- _THE TASK_
Rewrite the records from the line with "Exercise. For every instance of the shadow" through the end of the records, requests included, scaling every pixel coordinate in the answers by 1.5 and rounding each result to a whole number, with halves rounded up. Leave all coordinates within the requests unchanged.

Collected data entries
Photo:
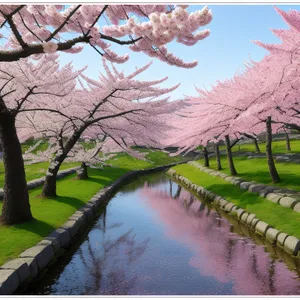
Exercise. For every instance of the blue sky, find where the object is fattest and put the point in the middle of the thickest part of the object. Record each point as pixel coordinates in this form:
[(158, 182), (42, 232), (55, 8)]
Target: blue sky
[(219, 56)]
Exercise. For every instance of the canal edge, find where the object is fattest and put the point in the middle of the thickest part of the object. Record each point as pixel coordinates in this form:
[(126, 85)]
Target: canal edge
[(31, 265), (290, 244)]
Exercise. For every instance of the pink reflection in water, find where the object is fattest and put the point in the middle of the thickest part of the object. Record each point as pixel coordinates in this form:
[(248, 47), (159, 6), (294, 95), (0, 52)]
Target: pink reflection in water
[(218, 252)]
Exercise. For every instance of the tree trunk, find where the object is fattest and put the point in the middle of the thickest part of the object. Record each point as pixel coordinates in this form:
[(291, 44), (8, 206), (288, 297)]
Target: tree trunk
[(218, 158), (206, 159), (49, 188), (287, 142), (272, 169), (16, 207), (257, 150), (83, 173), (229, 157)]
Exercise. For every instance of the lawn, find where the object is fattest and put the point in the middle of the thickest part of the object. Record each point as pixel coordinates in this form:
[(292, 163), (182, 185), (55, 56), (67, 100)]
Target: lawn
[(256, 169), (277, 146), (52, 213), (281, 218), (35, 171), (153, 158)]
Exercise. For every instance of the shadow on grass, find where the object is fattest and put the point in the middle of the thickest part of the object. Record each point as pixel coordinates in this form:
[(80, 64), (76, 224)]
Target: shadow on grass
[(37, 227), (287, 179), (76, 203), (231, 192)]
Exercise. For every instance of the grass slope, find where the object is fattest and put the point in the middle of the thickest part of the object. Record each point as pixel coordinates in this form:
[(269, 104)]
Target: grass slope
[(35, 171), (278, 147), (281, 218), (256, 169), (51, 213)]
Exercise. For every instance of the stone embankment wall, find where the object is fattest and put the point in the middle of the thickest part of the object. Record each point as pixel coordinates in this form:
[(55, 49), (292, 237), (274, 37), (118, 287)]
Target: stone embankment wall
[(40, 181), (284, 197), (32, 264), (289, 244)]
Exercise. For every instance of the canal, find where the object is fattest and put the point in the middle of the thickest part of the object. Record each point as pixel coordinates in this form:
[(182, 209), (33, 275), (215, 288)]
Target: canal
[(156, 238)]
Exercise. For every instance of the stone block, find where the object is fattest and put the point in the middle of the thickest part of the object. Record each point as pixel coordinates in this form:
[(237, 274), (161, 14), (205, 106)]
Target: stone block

- _TASK RESPONSE_
Exercise. For every instance of the shadow on grass, find where the object is fattest and put the point in the middle of the thickest part of the object. Record each point as pixel coordinates in this form:
[(80, 64), (76, 224)]
Target: shadow on grass
[(56, 341), (431, 269), (114, 305), (347, 288)]
Exercise. For every instance of the grass slope, find where the object is fattest and put the point in the middle of the thickest part of the object. Record each point as pixel coordinates in this form:
[(269, 104)]
Target: grass slope
[(53, 257), (417, 221), (422, 327), (384, 254), (77, 320)]
Exercise. For every instance of the stone embankment wall, find where the object is fattest and put the point in the middle of the thickest part of the object. Record each point as pixel coordinates in this form:
[(55, 49), (292, 237), (274, 37), (118, 287)]
Target: stone embankment wall
[(60, 272), (426, 296), (48, 396), (434, 366)]
Exercise. For every instance of the canal, find where the object is fattest and put the point in the middle of the thickest part of the object. Record each point as pixel coordinates in this form:
[(182, 209), (33, 275), (215, 288)]
Target: canal
[(234, 357)]
Exercise. For every instance of the stone block, find where the object is fattest and put the point in the middle of the thickest part of the object. Record each point as pixel coordinates in this form:
[(237, 274), (161, 14), (205, 106)]
Target: stone block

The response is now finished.